§ The problem
Retype every record exactly. Skip the images.

§ Given information
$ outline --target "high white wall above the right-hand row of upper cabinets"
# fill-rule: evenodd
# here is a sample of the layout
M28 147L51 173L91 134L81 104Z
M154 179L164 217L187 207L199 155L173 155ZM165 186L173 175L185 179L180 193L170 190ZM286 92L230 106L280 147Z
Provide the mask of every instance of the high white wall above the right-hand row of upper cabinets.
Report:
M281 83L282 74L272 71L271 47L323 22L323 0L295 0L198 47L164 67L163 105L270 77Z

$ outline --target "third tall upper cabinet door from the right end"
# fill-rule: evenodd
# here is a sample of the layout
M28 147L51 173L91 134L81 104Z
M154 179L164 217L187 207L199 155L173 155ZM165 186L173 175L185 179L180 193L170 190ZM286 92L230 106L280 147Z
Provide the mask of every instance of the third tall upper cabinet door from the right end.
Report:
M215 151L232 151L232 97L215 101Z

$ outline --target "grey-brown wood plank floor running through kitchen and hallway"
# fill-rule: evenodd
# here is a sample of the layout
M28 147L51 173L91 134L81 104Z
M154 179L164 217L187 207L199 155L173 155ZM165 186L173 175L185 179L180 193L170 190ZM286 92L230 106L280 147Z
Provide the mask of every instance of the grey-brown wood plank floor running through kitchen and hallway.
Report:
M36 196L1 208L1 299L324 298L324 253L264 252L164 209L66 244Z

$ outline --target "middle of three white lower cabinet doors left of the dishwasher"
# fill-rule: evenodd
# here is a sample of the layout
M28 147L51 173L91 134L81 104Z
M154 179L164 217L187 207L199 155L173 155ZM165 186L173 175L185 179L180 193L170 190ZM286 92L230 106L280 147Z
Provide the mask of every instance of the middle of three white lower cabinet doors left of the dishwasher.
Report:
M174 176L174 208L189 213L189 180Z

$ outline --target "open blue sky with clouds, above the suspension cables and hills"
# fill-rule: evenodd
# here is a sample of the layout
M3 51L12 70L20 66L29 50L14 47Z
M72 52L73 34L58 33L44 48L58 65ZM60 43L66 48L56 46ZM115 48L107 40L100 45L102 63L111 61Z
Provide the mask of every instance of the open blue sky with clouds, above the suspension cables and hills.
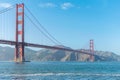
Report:
M65 46L94 39L96 50L120 54L120 0L0 0L0 9L21 2Z

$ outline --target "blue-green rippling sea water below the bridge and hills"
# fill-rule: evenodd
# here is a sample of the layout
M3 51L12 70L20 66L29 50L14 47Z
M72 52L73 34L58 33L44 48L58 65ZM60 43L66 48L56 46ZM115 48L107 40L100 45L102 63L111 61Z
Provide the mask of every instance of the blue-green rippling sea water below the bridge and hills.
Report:
M0 62L0 80L120 80L120 62Z

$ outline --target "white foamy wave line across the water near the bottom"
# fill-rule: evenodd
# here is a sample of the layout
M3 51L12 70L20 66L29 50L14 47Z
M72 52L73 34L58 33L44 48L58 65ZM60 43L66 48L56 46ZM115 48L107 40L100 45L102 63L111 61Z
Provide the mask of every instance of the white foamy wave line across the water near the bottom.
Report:
M36 73L36 74L0 74L0 76L13 76L13 77L32 77L32 76L111 76L111 77L120 77L118 74L102 74L102 73Z

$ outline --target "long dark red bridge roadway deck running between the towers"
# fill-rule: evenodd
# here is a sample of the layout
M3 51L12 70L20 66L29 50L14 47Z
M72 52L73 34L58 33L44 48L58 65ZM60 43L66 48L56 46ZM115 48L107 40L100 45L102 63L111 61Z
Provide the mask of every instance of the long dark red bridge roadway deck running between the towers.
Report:
M9 41L9 40L0 40L0 44L16 45L16 44L23 44L23 43L22 42L16 43L15 41ZM26 43L26 42L24 42L24 46L27 46L27 47L37 47L37 48L47 48L47 49L57 49L57 50L77 52L77 53L83 53L83 54L95 56L95 54L92 54L92 53L87 52L87 51L74 50L74 49L68 49L68 48L61 48L61 47L55 47L55 46L48 46L48 45L40 45L40 44L33 44L33 43Z

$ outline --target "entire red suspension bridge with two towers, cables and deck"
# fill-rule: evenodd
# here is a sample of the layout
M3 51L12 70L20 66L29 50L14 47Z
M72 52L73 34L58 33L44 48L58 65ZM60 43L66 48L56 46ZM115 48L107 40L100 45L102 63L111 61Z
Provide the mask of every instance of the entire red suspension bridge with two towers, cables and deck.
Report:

§ Reply to the task
$ outline --target "high white wall above the right-hand row of upper cabinets"
# fill-rule: evenodd
# here is a sample of the layout
M28 147L51 173L91 134L81 104Z
M154 179L164 217L187 207L199 155L173 155ZM165 186L173 175L185 179L180 193L170 190ZM286 92L230 106L280 147Z
Provide the mask of every instance of the high white wall above the right-hand row of upper cabinets.
Report:
M281 83L282 74L272 71L271 47L323 22L323 0L295 0L198 47L164 67L163 105L270 77Z

$ outline --target "third tall upper cabinet door from the right end"
# fill-rule: evenodd
# here is a sample of the layout
M28 147L51 173L91 134L81 104Z
M154 179L164 217L187 207L199 155L173 155ZM165 186L173 175L185 179L180 193L170 190ZM286 92L230 106L280 147Z
Provide the mask of every instance of the third tall upper cabinet door from the right end.
Report:
M215 151L232 151L232 97L215 101Z

$ outline --target "grey-brown wood plank floor running through kitchen and hallway"
# fill-rule: evenodd
# here is a sample of the layout
M28 147L51 173L91 134L81 104Z
M154 179L164 217L187 207L199 155L173 155ZM165 186L173 175L185 179L180 193L170 190ZM286 92L230 106L280 147Z
Provide the mask of every instance of the grey-brown wood plank floor running through kitchen and hallway.
Report:
M36 196L1 208L1 299L324 298L324 253L264 252L164 209L66 244Z

$ outline --target "middle of three white lower cabinet doors left of the dishwasher"
# fill-rule: evenodd
# here is a sample of the layout
M28 147L51 173L91 134L81 104Z
M154 179L164 217L187 207L199 155L173 155ZM165 186L173 175L185 179L180 193L170 190ZM286 92L230 106L280 147Z
Provide the mask of every instance of the middle of three white lower cabinet doors left of the dishwasher.
Report:
M174 176L174 208L189 213L189 180Z

$ outline --target "open blue sky with clouds, above the suspension cables and hills"
# fill-rule: evenodd
# here is a sample of the layout
M3 51L12 70L20 66L29 50L14 47Z
M72 52L73 34L58 33L44 48L58 65ZM60 43L66 48L56 46ZM115 48L107 40L100 45L102 63L111 61Z
Provide the mask of every instance of the open blue sky with clouds, above the suspension cables and hills.
Report:
M65 46L94 39L96 50L120 54L120 0L0 0L0 9L21 2Z

$ outline --target "blue-green rippling sea water below the bridge and hills"
# fill-rule: evenodd
# here is a sample of the layout
M3 51L12 70L20 66L29 50L14 47Z
M72 52L73 34L58 33L44 48L58 65ZM60 43L66 48L56 46ZM115 48L107 40L100 45L102 63L111 61Z
Provide the mask of every instance of the blue-green rippling sea water below the bridge and hills.
Report:
M0 62L0 80L120 80L120 62Z

$ outline --target "white foamy wave line across the water near the bottom"
# fill-rule: evenodd
# here is a sample of the layout
M3 51L12 70L20 66L29 50L14 47Z
M72 52L73 34L58 33L44 48L58 65ZM60 43L66 48L56 46ZM115 48L107 40L100 45L102 63L111 61Z
Provide the mask of every instance of the white foamy wave line across the water near the bottom.
Report:
M36 73L36 74L0 74L0 76L13 76L13 77L32 77L32 76L111 76L111 77L120 77L118 74L102 74L102 73Z

$ outline --target "long dark red bridge roadway deck running between the towers"
# fill-rule: evenodd
# here is a sample of the layout
M3 51L12 70L20 66L29 50L14 47Z
M72 52L73 34L58 33L44 48L58 65ZM60 43L66 48L56 46ZM115 48L107 40L100 45L102 63L111 61Z
Provide the mask of every instance of the long dark red bridge roadway deck running between the towers.
Report:
M9 41L9 40L0 40L0 44L16 45L16 44L23 44L23 43L22 42L16 43L15 41ZM26 43L26 42L24 42L24 46L27 46L27 47L37 47L37 48L47 48L47 49L57 49L57 50L77 52L77 53L83 53L83 54L95 56L95 54L92 54L92 53L87 52L87 51L74 50L74 49L68 49L68 48L61 48L61 47L55 47L55 46L48 46L48 45L40 45L40 44L33 44L33 43Z

$ outline --target "entire red suspension bridge with two towers, cables and deck"
# fill-rule: evenodd
# here is a sample of the layout
M3 51L12 70L20 66L29 50L14 47Z
M72 52L73 34L58 33L44 48L58 65ZM60 43L66 48L56 46ZM115 48L107 40L100 45L102 63L111 61Z
Provide the mask of every instance of the entire red suspension bridge with two towers, cables and deck.
Report:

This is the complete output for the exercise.